STATED GOAL |
Transcribe every one of the rows below, reproducing each line character for character.
— START OF ENTRIES PROVIDED —
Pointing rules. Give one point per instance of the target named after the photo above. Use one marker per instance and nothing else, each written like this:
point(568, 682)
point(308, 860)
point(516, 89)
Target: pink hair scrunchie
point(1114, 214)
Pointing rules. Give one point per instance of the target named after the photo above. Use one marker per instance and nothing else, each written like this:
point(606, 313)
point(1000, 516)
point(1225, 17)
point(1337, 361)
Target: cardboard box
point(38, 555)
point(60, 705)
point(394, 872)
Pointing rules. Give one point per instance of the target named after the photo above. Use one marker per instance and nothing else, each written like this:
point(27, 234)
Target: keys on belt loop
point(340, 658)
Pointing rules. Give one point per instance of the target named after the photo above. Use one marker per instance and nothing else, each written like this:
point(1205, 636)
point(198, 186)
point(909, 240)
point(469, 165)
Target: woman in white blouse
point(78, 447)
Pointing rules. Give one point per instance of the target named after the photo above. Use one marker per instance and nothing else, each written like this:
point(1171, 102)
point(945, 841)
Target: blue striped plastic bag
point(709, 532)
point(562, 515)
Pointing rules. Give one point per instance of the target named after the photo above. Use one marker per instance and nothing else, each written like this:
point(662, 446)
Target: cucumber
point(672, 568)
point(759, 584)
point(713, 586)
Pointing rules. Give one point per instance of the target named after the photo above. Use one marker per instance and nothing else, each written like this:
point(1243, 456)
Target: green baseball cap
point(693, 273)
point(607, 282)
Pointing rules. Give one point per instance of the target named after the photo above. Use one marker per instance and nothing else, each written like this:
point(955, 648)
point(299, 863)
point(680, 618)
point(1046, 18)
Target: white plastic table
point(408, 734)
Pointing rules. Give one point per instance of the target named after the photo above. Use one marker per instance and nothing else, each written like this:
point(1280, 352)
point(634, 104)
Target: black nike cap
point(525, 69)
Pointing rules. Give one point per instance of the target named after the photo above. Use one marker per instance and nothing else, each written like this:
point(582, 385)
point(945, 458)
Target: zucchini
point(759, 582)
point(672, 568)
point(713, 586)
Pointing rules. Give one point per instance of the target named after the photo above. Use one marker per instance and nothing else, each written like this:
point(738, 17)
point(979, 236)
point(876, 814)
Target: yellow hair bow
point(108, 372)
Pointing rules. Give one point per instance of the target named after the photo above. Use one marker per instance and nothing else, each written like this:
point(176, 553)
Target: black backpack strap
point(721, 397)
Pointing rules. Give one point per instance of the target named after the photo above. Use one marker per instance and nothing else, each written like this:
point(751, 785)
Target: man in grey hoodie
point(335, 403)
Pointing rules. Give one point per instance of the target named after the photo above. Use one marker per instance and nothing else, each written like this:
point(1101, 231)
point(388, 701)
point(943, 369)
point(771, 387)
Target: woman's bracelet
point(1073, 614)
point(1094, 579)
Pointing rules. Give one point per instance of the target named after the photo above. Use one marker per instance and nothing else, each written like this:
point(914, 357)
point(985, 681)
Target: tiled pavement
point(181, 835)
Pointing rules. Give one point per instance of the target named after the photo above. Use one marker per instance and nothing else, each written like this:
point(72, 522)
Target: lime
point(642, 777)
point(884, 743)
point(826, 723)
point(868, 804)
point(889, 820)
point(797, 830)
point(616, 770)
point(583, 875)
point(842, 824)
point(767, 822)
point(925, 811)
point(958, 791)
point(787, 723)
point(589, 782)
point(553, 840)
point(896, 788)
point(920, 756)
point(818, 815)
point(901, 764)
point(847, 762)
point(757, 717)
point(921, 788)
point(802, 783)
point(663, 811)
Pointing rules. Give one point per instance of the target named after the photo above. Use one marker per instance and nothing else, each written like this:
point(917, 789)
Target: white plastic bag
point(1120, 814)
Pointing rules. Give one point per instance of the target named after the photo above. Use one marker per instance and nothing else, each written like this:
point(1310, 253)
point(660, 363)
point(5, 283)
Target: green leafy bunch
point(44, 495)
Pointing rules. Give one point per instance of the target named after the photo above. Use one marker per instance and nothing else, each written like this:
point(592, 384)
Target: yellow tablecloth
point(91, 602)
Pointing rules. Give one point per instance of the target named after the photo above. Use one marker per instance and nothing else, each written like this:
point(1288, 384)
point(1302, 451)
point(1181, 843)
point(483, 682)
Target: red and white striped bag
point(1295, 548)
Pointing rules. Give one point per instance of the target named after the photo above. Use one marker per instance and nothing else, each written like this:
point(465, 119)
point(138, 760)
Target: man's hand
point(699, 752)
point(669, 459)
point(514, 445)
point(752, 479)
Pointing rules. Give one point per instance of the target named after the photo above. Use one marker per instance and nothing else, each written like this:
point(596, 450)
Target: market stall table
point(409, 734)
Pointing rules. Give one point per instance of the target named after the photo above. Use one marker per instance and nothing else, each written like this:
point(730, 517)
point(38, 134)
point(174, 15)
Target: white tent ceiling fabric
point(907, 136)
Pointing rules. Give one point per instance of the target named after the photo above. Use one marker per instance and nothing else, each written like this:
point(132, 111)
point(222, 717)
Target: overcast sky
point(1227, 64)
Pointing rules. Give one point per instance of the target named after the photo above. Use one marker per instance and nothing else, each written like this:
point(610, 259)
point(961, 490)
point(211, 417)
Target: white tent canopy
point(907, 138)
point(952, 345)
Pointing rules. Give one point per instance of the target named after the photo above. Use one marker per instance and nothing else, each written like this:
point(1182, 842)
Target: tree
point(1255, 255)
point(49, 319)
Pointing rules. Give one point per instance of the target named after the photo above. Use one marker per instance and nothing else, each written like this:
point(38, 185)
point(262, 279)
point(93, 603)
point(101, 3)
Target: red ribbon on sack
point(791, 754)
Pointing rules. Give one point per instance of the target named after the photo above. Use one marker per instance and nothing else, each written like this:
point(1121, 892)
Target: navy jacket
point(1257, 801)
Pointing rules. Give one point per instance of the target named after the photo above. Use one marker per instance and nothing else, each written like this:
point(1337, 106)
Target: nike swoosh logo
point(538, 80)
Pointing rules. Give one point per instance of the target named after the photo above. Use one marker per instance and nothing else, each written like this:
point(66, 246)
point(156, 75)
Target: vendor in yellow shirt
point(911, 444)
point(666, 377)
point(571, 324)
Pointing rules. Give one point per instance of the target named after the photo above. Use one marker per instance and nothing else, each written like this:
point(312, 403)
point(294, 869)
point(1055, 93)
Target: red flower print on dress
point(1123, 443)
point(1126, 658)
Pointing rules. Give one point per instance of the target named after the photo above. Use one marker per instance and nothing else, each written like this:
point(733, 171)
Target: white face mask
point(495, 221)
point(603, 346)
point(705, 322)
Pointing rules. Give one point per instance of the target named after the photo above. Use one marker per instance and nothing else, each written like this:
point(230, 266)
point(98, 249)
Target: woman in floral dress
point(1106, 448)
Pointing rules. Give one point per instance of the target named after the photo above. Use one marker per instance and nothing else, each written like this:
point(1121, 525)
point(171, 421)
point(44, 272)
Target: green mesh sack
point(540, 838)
— END OF ENTRIES PROVIDED —
REPLY TO THE TASK |
Pointing rules. Give one point per instance of the target named after the photo above. Use one marker per instance and nothing else, each written like this:
point(568, 682)
point(308, 860)
point(516, 89)
Target: pink hair scrunchie
point(1114, 214)
Pointing rules. Give one point per instance of the target named after the photo above. Use one marker per instance and nothing else, each written like this:
point(606, 313)
point(1000, 516)
point(1225, 17)
point(1337, 361)
Target: cardboard box
point(38, 555)
point(60, 705)
point(394, 872)
Pointing rules. Give one point per instance of the target named after the photo above. Use one marker per instance and nothing else, each written like this:
point(27, 234)
Target: keys on belt loop
point(340, 658)
Pointing rules. Give one point per instance of the target named after the photo above. Use one marker per instance and nothing else, each written like this:
point(1205, 636)
point(198, 186)
point(909, 240)
point(469, 165)
Target: woman in white blouse
point(78, 447)
Pointing rules. Give one point per instance of the target named after the photo above. Use one marker per instance and nothing else, each written like this:
point(1171, 102)
point(945, 841)
Target: blue striped plastic bag
point(709, 532)
point(562, 515)
Pointing rules. Give one point per instance of the target named after the photo above. Use one marker per instance and nothing else, each written like this:
point(662, 446)
Target: cucumber
point(672, 568)
point(759, 584)
point(713, 586)
Pointing rules. Give one point per instance of the target named after the photo above. Use one marker per instance and nothing else, each written like this:
point(1243, 456)
Target: green baseball cap
point(693, 273)
point(607, 282)
Pointing rules. Give one point per instance of the target named after the photo above. Use one marker per instance and nothing else, each written like this:
point(955, 648)
point(299, 863)
point(680, 618)
point(1046, 18)
Target: white plastic table
point(408, 734)
Pointing rules. Give one point per instance of the target named after the photo above. Use one marker per instance and nothing else, each written like this:
point(1280, 352)
point(634, 104)
Target: black nike cap
point(525, 69)
Pointing rules. Give one point per instance of the target named after the photo above. Use one marker per instance and nothing else, each written like this:
point(582, 385)
point(945, 458)
Target: zucchini
point(759, 582)
point(672, 568)
point(713, 586)
Pointing rules. Give one point per instance of the target named after the photo above. Use one marker per instance and nothing else, each written like this:
point(738, 17)
point(979, 236)
point(876, 814)
Target: yellow hair bow
point(108, 372)
Pointing rules. Give one point per instance of the target named after the photo above. Use one marker per instance and nothing else, each written like this:
point(176, 553)
Target: black backpack strap
point(721, 397)
Pointing rules. Give one point per instance of the target named after the photo above. Use one marker per instance and nothing else, each written like this:
point(751, 785)
Target: man in grey hoodie
point(335, 403)
Pointing rules. Give one point per instance of the target named after the photo above. Use one marker per instance and nothing else, each written like this:
point(1101, 231)
point(388, 701)
point(943, 369)
point(771, 387)
Target: woman's bracelet
point(1073, 614)
point(1094, 579)
Pointing rules. Give one point per instance of the target named after the photo above. Use one marker per instance and nothing else, each written like this:
point(914, 357)
point(985, 681)
Target: tiled pavement
point(181, 835)
Pointing rules. Give one point per instance of the target named after the photo above. Use one marker per instance and nothing else, each written like this:
point(72, 522)
Target: lime
point(642, 777)
point(884, 743)
point(826, 723)
point(868, 804)
point(889, 820)
point(797, 830)
point(616, 770)
point(583, 875)
point(842, 824)
point(767, 822)
point(925, 811)
point(958, 791)
point(787, 723)
point(589, 782)
point(553, 840)
point(896, 788)
point(920, 756)
point(818, 815)
point(901, 764)
point(847, 762)
point(757, 717)
point(921, 788)
point(802, 783)
point(663, 811)
Pointing rules. Give one point per instance of the target named after the photo above. Use one marker per instance and nothing else, each written like this:
point(917, 789)
Target: white plastic bag
point(1120, 814)
Pointing rules. Give one point per instance of the target named after the photo above. Use one marker per instance and nothing else, each written like this:
point(1310, 253)
point(660, 363)
point(5, 283)
Target: green leafy bunch
point(44, 495)
Pointing rules. Give one point per instance of the target named after the photo above. Use one marker per instance and nothing else, each written like this:
point(592, 384)
Target: yellow tablecloth
point(91, 602)
Pointing rules. Give one point per instance of the target named after the photo above. Use one marker per instance and nothing else, each written like this:
point(1288, 384)
point(1302, 451)
point(1181, 843)
point(483, 682)
Target: red and white striped bag
point(1295, 548)
Pointing rules. Give one point per instance of the target named after the photo above. Use one marker per instance and nothing else, each written like this:
point(465, 119)
point(138, 760)
Target: man's hand
point(699, 752)
point(669, 459)
point(514, 445)
point(752, 479)
Pointing rules. Give one point per instance of the target named after the photo above. Use one marker per instance and nothing else, each written like this:
point(596, 450)
Target: market stall table
point(409, 734)
Pointing rules. Give one point per instance of the target named after the photo above. Use one marker per instance and nothing else, each written like this:
point(730, 517)
point(38, 134)
point(174, 15)
Target: white tent ceiling fabric
point(907, 136)
Pointing rules. Give one point per instance of the target named after the photo above. Use one marker per instance and nothing else, each written like this:
point(132, 111)
point(222, 717)
Target: overcast sky
point(1227, 64)
Pointing rules. Give one point per instance of the target named after the photo above. Use one marker per instance and nothing else, each written like this:
point(610, 259)
point(961, 490)
point(211, 417)
Target: white tent canopy
point(907, 138)
point(952, 345)
Pointing rules. Give one point per instance of the target named after the photo above. Use one marker per instance and nothing else, each written like this:
point(1182, 842)
Target: tree
point(1255, 255)
point(49, 319)
Pointing rules. Give one point per instance of the target named after the photo above. Use one marker per instance and nothing else, each written like this:
point(38, 185)
point(262, 279)
point(93, 603)
point(101, 3)
Target: red ribbon on sack
point(791, 754)
Pointing rules. Give one point per instance of the target named after the photo above. Use one marker per instance and nothing else, each written like this:
point(1121, 892)
Target: navy jacket
point(1257, 801)
Pointing rules. Give one point per instance of the target named after the photo above. Use one marker per instance and nothing else, each written like this:
point(1337, 106)
Target: nike swoosh logo
point(538, 80)
Pointing rules. Give one point per instance of the target named after the photo above. Use one marker per instance and nothing else, each written like this:
point(66, 246)
point(156, 75)
Target: vendor in yellow shirt
point(911, 444)
point(666, 377)
point(571, 324)
Pointing rules. Give one point per instance of the target named after the photo above. Use one marker per instance and nothing else, each written like this:
point(312, 403)
point(294, 869)
point(1055, 93)
Target: red flower print on dress
point(1123, 443)
point(1126, 658)
Pointing rules. Give one point per instance of the target named after the photo above. Use one marker per instance and nothing else, each written like this:
point(733, 171)
Target: white face mask
point(495, 221)
point(603, 346)
point(705, 322)
Pointing rules. Give one point per instance of the target named after the photo above. Use one marker per instance and nothing else, each written like this:
point(230, 266)
point(98, 249)
Target: woman in floral dress
point(1106, 448)
Pointing rules. Give one point per instance of the target named after the photo above. Use one marker per instance and nothing else, each written like this:
point(1121, 525)
point(171, 421)
point(44, 272)
Target: green mesh sack
point(540, 838)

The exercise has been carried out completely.